Material to process ->
>>>>>

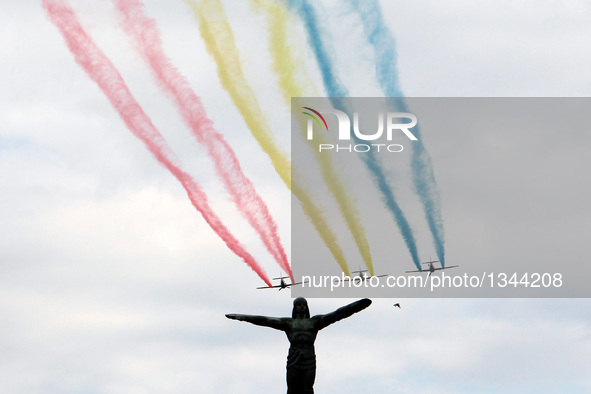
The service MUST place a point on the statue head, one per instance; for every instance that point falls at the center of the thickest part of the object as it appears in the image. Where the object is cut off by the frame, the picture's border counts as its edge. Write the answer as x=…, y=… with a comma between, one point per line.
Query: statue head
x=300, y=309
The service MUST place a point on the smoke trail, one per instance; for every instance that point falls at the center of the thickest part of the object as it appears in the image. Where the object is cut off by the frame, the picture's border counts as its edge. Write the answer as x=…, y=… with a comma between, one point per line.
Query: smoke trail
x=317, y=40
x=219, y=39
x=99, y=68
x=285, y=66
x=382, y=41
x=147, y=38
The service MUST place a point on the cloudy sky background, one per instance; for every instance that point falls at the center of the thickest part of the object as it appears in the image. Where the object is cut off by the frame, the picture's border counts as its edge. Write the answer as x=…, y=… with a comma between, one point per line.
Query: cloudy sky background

<<<<<
>>>>>

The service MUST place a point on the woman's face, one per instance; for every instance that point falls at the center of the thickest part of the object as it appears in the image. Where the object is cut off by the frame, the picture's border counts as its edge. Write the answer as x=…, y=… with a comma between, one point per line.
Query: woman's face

<<<<<
>>>>>

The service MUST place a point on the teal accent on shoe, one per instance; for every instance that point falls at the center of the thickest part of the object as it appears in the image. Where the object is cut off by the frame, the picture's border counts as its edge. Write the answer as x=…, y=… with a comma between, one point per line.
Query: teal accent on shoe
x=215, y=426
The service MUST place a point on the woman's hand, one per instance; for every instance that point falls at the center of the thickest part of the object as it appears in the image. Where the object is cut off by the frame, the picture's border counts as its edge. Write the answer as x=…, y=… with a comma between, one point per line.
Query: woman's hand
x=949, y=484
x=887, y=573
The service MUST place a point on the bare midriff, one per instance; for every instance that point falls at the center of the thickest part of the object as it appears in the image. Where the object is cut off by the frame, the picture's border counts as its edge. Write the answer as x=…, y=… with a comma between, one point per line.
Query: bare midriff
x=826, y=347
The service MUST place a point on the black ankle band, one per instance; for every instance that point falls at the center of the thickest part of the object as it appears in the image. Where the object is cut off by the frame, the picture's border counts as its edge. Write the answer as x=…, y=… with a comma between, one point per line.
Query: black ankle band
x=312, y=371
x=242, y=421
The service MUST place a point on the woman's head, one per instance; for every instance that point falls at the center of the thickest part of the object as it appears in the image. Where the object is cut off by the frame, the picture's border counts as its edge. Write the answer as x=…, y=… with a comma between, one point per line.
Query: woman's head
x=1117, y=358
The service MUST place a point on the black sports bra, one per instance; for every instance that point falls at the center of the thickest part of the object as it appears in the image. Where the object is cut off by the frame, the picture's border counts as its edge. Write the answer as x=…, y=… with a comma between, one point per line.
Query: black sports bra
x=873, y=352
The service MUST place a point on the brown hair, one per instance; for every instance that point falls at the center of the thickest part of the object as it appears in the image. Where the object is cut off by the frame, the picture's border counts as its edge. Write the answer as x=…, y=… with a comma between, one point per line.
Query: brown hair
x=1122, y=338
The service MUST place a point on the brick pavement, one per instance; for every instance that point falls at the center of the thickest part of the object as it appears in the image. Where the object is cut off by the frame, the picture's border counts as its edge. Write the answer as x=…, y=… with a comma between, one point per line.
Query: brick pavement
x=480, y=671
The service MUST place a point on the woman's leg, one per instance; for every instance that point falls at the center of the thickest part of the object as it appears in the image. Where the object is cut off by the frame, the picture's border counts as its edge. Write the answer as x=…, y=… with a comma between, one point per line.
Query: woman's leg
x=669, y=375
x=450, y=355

<<<<<

Work to do ->
Repeat the lines in the records from the line with "The service MUST place a point on the woman's head, one" to the line with "x=1117, y=358", replacing "woman's head" with "woman's hair" and leaving everything else as it is.

Answer to this problem ->
The service MUST place a point on the woman's hair, one per instance; for every instance that point falls at the center of the thickest part of the object as it appears in the image. Where the object is cut off by the frame, the picture's border counts as its edge. Write the answer as x=…, y=… with a comma between, one point per line.
Query: woman's hair
x=1117, y=358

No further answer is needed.